--- start of Raw data ---

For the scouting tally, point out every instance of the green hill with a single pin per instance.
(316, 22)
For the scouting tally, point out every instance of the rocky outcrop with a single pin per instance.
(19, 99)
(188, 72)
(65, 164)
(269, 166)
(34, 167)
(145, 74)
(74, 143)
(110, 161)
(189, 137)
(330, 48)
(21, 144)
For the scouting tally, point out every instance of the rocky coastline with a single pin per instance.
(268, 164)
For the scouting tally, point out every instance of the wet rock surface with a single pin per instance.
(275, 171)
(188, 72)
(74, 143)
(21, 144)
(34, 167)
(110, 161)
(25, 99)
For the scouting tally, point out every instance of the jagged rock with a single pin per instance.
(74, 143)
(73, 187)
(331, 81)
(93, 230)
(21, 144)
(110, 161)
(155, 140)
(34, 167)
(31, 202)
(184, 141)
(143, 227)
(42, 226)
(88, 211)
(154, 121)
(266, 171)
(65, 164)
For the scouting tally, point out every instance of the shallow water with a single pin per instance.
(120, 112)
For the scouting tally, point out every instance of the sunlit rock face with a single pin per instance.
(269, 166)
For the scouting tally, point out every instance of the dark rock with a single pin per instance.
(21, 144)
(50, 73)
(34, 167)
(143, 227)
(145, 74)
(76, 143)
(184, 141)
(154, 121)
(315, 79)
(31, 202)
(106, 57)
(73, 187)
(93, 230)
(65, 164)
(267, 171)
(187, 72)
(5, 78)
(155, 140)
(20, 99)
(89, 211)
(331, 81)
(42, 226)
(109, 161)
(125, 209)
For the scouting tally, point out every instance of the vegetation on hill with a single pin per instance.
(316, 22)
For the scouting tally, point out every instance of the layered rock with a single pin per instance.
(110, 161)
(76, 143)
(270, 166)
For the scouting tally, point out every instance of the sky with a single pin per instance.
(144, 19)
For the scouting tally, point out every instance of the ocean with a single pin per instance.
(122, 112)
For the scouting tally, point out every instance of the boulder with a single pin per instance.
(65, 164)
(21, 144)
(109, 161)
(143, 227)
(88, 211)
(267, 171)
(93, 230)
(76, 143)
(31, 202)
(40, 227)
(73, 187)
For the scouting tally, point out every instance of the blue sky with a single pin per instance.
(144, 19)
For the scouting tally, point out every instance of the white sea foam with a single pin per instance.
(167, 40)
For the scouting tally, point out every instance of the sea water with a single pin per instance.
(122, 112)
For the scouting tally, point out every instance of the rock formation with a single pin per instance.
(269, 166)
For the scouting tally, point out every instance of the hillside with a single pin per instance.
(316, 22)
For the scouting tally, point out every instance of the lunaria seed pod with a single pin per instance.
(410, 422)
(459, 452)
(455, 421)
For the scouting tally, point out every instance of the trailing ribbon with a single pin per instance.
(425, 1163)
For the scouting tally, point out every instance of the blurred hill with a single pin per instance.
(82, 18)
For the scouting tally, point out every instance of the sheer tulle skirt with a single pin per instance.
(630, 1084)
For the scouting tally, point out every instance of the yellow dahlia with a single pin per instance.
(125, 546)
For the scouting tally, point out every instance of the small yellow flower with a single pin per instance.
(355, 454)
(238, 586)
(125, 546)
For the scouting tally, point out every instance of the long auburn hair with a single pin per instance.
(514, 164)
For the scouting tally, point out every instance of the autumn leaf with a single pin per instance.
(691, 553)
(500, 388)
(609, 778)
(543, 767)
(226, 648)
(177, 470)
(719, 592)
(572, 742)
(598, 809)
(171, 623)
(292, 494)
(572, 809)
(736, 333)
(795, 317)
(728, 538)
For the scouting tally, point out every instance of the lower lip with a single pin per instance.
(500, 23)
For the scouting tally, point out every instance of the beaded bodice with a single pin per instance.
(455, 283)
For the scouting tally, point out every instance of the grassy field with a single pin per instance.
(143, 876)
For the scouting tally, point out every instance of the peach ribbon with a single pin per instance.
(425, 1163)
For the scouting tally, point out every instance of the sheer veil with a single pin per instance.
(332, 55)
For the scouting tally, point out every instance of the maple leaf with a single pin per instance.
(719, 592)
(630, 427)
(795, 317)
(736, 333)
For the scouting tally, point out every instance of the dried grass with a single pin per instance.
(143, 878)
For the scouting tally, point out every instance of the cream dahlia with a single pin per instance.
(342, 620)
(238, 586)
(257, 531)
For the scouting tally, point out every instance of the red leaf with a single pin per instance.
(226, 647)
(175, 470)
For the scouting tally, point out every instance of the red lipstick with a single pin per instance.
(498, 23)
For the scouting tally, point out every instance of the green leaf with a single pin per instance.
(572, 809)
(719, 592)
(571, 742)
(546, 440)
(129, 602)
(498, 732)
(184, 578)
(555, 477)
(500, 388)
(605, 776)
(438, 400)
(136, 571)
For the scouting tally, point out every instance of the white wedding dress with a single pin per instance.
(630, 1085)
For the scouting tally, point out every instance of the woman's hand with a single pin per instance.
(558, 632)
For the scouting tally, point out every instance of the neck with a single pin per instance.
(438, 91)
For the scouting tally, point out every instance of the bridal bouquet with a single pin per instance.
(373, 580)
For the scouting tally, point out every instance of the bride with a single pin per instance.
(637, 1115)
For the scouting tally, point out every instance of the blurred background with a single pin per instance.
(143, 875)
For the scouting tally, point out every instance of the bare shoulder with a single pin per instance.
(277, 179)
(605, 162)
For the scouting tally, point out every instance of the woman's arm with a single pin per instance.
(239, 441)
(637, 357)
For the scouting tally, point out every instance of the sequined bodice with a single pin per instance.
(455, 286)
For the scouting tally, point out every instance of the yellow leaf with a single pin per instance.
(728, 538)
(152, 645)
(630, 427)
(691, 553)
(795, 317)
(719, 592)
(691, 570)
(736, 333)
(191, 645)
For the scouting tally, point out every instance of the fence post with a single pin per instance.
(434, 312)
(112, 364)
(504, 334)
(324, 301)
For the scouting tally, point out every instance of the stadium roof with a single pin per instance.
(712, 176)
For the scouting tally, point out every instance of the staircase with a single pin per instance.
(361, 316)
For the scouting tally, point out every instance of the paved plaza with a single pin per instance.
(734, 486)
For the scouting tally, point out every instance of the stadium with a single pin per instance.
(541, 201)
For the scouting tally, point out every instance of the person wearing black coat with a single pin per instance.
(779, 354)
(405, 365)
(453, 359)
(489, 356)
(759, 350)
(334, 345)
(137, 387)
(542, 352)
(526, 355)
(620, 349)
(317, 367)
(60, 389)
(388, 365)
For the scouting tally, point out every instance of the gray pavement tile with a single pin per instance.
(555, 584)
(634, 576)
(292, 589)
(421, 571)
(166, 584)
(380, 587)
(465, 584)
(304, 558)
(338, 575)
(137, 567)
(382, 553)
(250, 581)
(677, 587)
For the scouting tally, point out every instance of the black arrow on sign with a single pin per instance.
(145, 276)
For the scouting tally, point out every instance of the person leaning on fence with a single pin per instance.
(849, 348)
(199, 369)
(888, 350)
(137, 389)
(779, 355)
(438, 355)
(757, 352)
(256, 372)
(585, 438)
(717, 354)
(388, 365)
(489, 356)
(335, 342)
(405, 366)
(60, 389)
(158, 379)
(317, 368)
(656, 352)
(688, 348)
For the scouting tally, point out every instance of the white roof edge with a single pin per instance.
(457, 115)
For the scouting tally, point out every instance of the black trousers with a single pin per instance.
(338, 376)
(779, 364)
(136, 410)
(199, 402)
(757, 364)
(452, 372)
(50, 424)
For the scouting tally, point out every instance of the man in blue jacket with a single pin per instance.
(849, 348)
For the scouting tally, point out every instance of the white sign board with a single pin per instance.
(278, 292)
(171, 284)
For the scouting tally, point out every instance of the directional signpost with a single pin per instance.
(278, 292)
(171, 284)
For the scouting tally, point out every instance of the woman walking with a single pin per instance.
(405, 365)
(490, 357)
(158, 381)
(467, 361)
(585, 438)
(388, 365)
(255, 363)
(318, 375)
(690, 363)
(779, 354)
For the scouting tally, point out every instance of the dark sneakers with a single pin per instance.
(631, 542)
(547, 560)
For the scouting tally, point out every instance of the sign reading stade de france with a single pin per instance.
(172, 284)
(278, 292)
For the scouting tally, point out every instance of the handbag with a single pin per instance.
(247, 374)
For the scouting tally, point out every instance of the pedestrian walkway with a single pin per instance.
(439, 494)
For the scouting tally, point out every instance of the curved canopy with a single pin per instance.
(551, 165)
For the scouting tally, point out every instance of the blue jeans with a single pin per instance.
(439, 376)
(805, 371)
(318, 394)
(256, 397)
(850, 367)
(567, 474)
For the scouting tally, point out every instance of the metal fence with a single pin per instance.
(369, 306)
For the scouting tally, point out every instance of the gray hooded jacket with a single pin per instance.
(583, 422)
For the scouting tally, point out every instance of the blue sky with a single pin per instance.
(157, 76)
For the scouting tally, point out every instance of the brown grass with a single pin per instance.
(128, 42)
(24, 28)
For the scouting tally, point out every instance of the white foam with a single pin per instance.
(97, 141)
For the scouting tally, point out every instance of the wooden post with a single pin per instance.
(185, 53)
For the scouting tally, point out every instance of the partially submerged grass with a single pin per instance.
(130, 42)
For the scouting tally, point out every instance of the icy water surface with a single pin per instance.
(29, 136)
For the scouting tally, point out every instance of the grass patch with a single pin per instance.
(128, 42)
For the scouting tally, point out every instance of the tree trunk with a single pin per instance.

--- end of Raw data ---

#### What is required
Repeat the line containing "jeans with a single pin per instance." and all subsequent lines through the final line of the data, exactly and with no others.

#### Written reply
For the scouting tally, point out every instance of the blue jeans with a single pin per instance.
(439, 376)
(805, 371)
(318, 394)
(256, 397)
(850, 367)
(567, 474)
For the scouting tally, point out every instance of the metal fence with a single pin per instance.
(369, 306)
For the scouting tally, point out every instance of the gray hooded jacket with a single pin per instance.
(583, 422)
For the scouting tally, point out every instance of the blue sky with a single pin per instance.
(157, 76)
For the scouting tally, point out every instance of the brown grass with a single pin per instance.
(128, 42)
(24, 28)
For the scouting tally, point out every instance of the white foam with a single pin per instance.
(97, 141)
For the scouting tally, point out every instance of the wooden post with a single pin per instance.
(185, 53)
For the scouting tally, point out every instance of the partially submerged grass with a single pin per instance.
(130, 42)
For the scouting tally, point out every instance of the icy water surface with a single pin per instance.
(29, 136)
For the scouting tally, point out every instance of the grass patch with a single pin per instance.
(128, 42)
For the scouting tally, point out every instance of the tree trunk with a single pin per instance.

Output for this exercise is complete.